Page text:
§

Mar 3, 2015

Tesseract: A Journey Through Art and Time



A Wrinkle in Time was considered essential reading in my home. My mother simply loved this book and, once she'd persuaded me to read it, so did I. It has all the elements: a strong female character that any adolescent girl could admire, a fantastical storyline, and travel to other planets. I've always loved stories about interstellar travel. The book revolves around something called the tesseract which allows the central characters to move through space at light-speed by folding, or wrinkling, time. I'd always assumed "tesseract" was one of those funny, made-up words. Obviously, I was incorrect and I only learned this years later when I began to work with sacred geometry and learned about the hypercube, aka, the tesseract.

§

Data:
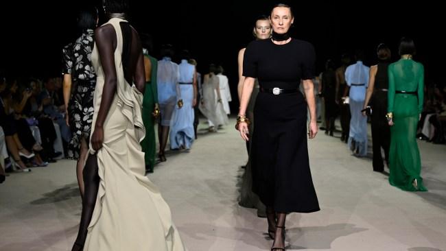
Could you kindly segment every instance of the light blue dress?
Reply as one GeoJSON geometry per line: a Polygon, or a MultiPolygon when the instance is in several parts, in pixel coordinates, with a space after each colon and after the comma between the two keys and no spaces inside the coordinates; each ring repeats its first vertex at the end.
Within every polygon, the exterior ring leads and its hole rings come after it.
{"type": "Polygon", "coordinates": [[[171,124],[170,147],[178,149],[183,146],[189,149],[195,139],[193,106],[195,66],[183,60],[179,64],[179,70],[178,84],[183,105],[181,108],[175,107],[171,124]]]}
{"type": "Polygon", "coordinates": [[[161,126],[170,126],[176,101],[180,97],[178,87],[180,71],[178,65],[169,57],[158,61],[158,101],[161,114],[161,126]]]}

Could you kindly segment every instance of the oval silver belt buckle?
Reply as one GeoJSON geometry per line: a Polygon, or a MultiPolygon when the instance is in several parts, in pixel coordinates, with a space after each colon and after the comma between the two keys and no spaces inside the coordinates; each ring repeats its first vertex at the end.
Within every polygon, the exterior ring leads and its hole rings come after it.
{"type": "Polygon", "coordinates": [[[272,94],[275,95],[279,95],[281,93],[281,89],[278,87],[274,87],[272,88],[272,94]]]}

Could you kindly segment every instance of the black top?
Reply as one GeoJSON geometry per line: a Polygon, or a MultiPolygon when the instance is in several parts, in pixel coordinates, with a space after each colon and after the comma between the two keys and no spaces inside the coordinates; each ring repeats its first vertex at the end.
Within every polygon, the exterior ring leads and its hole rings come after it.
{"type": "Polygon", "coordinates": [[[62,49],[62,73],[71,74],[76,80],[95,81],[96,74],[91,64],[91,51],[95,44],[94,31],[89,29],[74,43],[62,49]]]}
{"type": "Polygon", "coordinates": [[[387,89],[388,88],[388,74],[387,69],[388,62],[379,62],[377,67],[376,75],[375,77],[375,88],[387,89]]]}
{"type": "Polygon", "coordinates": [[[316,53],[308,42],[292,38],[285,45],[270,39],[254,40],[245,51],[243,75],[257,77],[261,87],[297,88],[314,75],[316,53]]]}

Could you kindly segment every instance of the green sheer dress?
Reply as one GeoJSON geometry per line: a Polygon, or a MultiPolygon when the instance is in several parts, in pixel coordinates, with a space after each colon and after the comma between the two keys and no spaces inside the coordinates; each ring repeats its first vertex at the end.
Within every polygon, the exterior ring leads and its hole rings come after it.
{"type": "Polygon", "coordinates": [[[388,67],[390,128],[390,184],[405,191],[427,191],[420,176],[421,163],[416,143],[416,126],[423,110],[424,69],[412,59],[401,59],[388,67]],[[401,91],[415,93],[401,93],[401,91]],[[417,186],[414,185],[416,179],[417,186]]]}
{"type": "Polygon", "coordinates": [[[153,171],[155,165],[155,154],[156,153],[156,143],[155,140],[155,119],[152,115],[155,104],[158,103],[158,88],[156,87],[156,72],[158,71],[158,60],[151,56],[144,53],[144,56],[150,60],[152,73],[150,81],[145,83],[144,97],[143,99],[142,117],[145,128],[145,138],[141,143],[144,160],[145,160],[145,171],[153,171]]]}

§

Problems to work on:
1. In the tesseract post, what reasons does the writer give for saying the book has all the elements? Answer in one to three sentences.
2. According to the tesseract post, what other name for the tesseract did the writer learn about through sacred geometry?
3. Duplicate the stretch of the tesseract post from "Tesseract: A Journey" through "aka, the tesseract.".
The records aren't needed for any of this.

Answers to each task:
1. The book has a strong female character that any adolescent girl could admire, a fantastical storyline, and travel to other planets.

2. The hypercube.

3.
Tesseract: A Journey Through Art and Time



A Wrinkle in Time was considered essential reading in my home. My mother simply loved this book and, once she'd persuaded me to read it, so did I. It has all the elements: a strong female character that any adolescent girl could admire, a fantastical storyline, and travel to other planets. I've always loved stories about interstellar travel. The book revolves around something called the tesseract which allows the central characters to move through space at light-speed by folding, or wrinkling, time. I'd always assumed "tesseract" was one of those funny, made-up words. Obviously, I was incorrect and I only learned this years later when I began to work with sacred geometry and learned about the hypercube, aka, the tesseract.